=== Raw records ===
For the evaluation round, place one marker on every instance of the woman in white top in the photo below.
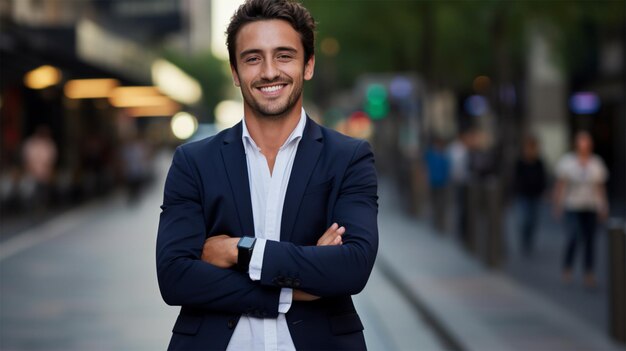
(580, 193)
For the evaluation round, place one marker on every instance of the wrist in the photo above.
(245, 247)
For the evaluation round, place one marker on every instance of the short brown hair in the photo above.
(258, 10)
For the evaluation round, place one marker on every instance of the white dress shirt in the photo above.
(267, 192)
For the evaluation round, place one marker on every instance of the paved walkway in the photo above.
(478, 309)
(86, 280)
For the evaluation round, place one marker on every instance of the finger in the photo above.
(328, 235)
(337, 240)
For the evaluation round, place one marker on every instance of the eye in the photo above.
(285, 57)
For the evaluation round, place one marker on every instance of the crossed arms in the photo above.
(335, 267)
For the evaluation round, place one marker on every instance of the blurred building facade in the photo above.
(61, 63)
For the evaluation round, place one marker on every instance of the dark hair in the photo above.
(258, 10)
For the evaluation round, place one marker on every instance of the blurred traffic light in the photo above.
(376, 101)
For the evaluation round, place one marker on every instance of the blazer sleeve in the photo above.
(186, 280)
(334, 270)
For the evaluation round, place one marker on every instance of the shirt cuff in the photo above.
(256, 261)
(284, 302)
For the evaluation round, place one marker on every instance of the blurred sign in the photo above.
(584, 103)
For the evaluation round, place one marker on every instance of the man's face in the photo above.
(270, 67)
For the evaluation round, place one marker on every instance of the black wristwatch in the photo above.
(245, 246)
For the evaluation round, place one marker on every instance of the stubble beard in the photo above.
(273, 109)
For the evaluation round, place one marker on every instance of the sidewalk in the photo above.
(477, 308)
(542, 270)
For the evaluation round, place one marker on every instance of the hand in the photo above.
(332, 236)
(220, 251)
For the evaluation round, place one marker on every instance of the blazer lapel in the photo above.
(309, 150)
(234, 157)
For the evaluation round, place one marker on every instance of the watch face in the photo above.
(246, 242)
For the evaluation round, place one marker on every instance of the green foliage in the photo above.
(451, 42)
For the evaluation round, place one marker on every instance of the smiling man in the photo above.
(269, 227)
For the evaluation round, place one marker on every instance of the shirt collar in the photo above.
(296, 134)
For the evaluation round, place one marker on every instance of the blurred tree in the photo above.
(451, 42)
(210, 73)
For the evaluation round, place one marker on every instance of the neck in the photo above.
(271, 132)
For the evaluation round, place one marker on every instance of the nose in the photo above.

=== The problem ===
Arrange every one of the lines above as a numbered list, skipping any blank lines. Leave the pictures out of the list.

=== Exercise response ===
1. For the evaluation round, place one marker on every instance of the woman in white top in the photo below.
2. (580, 193)
3. For the evaluation round, place one marker on every instance of the wrist in the photo above.
4. (245, 247)
5. For the evaluation round, place one marker on every instance of the short brown hair in the photo above.
6. (258, 10)
7. For the evaluation round, place one marker on every instance of the white dress shirt in the photo above.
8. (267, 192)
9. For the evaluation round, place one marker on every instance of the paved walkway in the photo above.
10. (478, 309)
11. (86, 280)
12. For the evaluation round, place one marker on every instance of the finger in the photo above.
13. (328, 235)
14. (337, 240)
15. For the evaluation round, place one marker on every instance of the eye in the photo above.
16. (285, 57)
17. For the evaluation round, place one marker on every instance of the crossed arms in the photo above.
18. (335, 267)
19. For the evaluation round, place one marker on every instance of the blurred building facade in the photo above.
20. (61, 63)
21. For the evaluation round, place one marker on every instance of the dark hair in the photo above.
22. (258, 10)
23. For the evaluation round, place one marker on every instance of the blurred traffic light in the photo above.
24. (376, 101)
25. For the evaluation round, place one marker on every instance of the blazer sleeve in the photo above.
26. (186, 280)
27. (334, 270)
28. For the evaluation round, place one marker on every instance of the shirt cuff in the photo above.
29. (256, 261)
30. (284, 302)
31. For the evaluation round, place one marker on every instance of the blurred sign in the photo above.
32. (584, 103)
33. For the evaluation round, place one marker on every instance of the man's face in the photo above.
34. (270, 67)
35. For the evaluation round, place one marker on every instance of the black wristwatch in the photo above.
36. (245, 246)
37. For the evaluation round, place one marker on every instance of the stubble beard in the photo above.
38. (273, 109)
39. For the evaluation round, place one marker on every instance of the sidewalk in the photo above.
40. (477, 308)
41. (542, 270)
42. For the evaluation round, place one marker on every instance of the hand in the photo above.
43. (332, 236)
44. (220, 251)
45. For the evaluation round, place one marker on every instance of the blazer lapel in the photo above.
46. (309, 150)
47. (234, 157)
48. For the evaluation round, place one marker on every instance of the watch face in the photo above.
49. (246, 242)
50. For the evaluation round, place one marker on every instance of the green foliage in the photo above.
51. (451, 42)
52. For the evaluation round, place one marker on every instance of the smiling man in the photo above.
53. (269, 227)
54. For the evaluation round, place one marker on every instance of the shirt collar in the photo above.
55. (296, 134)
56. For the evaluation round, place one marker on every instance of the blurred tree in the photo above.
57. (451, 42)
58. (210, 73)
59. For the evaluation round, place one marker on every instance of the neck in the photo above.
60. (271, 132)
61. For the evaluation round, place one marker on every instance of the nose in the photo above.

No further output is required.